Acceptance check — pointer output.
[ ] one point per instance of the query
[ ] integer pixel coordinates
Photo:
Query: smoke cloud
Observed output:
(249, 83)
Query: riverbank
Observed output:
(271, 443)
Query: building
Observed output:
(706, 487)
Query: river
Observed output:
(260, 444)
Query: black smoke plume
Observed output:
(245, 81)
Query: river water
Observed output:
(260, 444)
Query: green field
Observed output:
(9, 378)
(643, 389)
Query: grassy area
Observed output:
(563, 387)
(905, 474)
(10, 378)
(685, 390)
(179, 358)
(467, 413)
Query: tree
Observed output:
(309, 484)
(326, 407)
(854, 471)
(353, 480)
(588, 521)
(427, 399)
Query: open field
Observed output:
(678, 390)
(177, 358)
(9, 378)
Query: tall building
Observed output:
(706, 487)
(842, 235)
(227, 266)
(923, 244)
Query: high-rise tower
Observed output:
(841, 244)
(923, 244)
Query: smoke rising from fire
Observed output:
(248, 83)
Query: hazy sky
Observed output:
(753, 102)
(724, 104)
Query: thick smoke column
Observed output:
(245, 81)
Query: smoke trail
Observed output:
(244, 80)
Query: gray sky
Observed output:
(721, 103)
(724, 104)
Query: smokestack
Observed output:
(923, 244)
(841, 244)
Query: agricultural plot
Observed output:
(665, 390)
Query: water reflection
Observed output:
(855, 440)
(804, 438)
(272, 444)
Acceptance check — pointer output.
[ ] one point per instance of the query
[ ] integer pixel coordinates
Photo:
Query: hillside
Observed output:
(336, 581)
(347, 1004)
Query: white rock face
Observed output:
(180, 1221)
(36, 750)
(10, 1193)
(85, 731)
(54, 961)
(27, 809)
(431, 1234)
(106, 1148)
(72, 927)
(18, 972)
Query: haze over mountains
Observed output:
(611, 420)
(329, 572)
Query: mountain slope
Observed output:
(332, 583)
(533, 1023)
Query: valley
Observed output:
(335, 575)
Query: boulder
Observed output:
+++
Please copy, unchanged, the rows above from the line holding "Query: haze over mountains" through the last row, including both ends.

**COMPLETED TASK:**
Query: haze over mountains
Observed output:
(611, 420)
(329, 572)
Query: mountain slope
Observed output:
(332, 583)
(533, 1023)
Query: valley
Observed output:
(335, 575)
Query: boulder
Observed output:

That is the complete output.